INTERVIEW - Thierry Mandon : "Il faut mieux positionner l'Etat sur le territoire"
Localtis : Quels sont les objectifs de la révision des missions de l'Etat territorial ?
Thierry Mandon : L'objectif est de réinterroger les politiques publiques et la pertinence des missions de l'Etat réalisées sur les territoires. Nous voulons prendre le temps de concerter avec l'ensemble des parties prenantes : les collectivités territoriales, les services déconcentrés de l'Etat, les bénéficiaires (usagers, associations, entreprises). Il faut un Etat plus fort, mieux positionné sur le territoire. C'est d'ailleurs une attente très forte de tous les Français, et plus particulièrement des collectivités territoriales et des agents publics.
Quelle forme la concertation va-t-elle prendre ?
Depuis la communication en Conseil des ministres du 10 septembre 2014, je me suis mobilisé, avec mon équipe, pour échanger avec toutes les associations d'élus locaux sans exception, ainsi qu'avec les fédérations de fonctionnaires et des confédérations syndicales. La carte a été largement partagée et amendée à partir de ces échanges. Au final, 23 thématiques feront l'objet d'une concertation sur 14 territoires qui représentent une bonne moitié - ainsi qu'une typologie représentative - des territoires français.
Comment avez-vous organisé ces concertations ?
Pour chaque thématique qui sera abordée sur 2 à 6 territoires, le préfet de région a désigné un chef de file chargé d'animer les concertations à partir de trois groupes de travail réunissant les collectivités territoriales, les agents publics et les bénéficiaires. J'ai laissé une grande liberté pour la constitution des groupes de travail. Je voulais qu'ils soient équilibrés et qu'ils permettent de discuter efficacement des missions : celles qui peuvent être transférées, celles qui doivent être profondément réorganisées ou confortées, celles qu'il convient de supprimer et, enfin, celles qui devront être créées, car elles répondent à une demande des usagers ou des collectivités territoriales. Cette méthode de concertation est inédite : l'Etat ne se réforme pas en se réinterrogeant "en chambre". Il se réforme plutôt en s'appuyant sur les contributions des collectivités territoriales, l'avis des agents publics et celui des bénéficiaires. Ces réunions sont volontairement ouvertes et doivent également permettre d'identifier les points "irritants" qui finissent par "détruire de la valeur" pour toutes les parties prenantes.
Comment les apports de cette concertation vont-ils être intégrés à la réflexion du gouvernement ?
On ne peut pas préjuger des propositions qui seront faites par les groupes de travail. Nous avons organisé le travail pour que leurs productions soient de qualité et que "tout remonte". Ces remontées seront pleinement intégrées dans la réforme de l'Etat. En tout état de cause, il y a une véritable volonté du gouvernement de renforcer la proximité et notamment le niveau départemental. Sujet par sujet, nous verrons le meilleur moyen de mettre en œuvre telle ou telle proposition. Un séminaire gouvernemental sera organisé courant février pour arrêter la feuille de route de modernisation de l'Etat à 3 ans.

Données fournies:
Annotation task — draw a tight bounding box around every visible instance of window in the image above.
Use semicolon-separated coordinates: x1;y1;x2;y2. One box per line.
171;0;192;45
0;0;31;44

Consigne: Indiquez à quel moment sera organisé le séminaire gouvernemental selon l'entretien avec Thierry Mandon.

Réponse attendue: Il sera organisé courant février.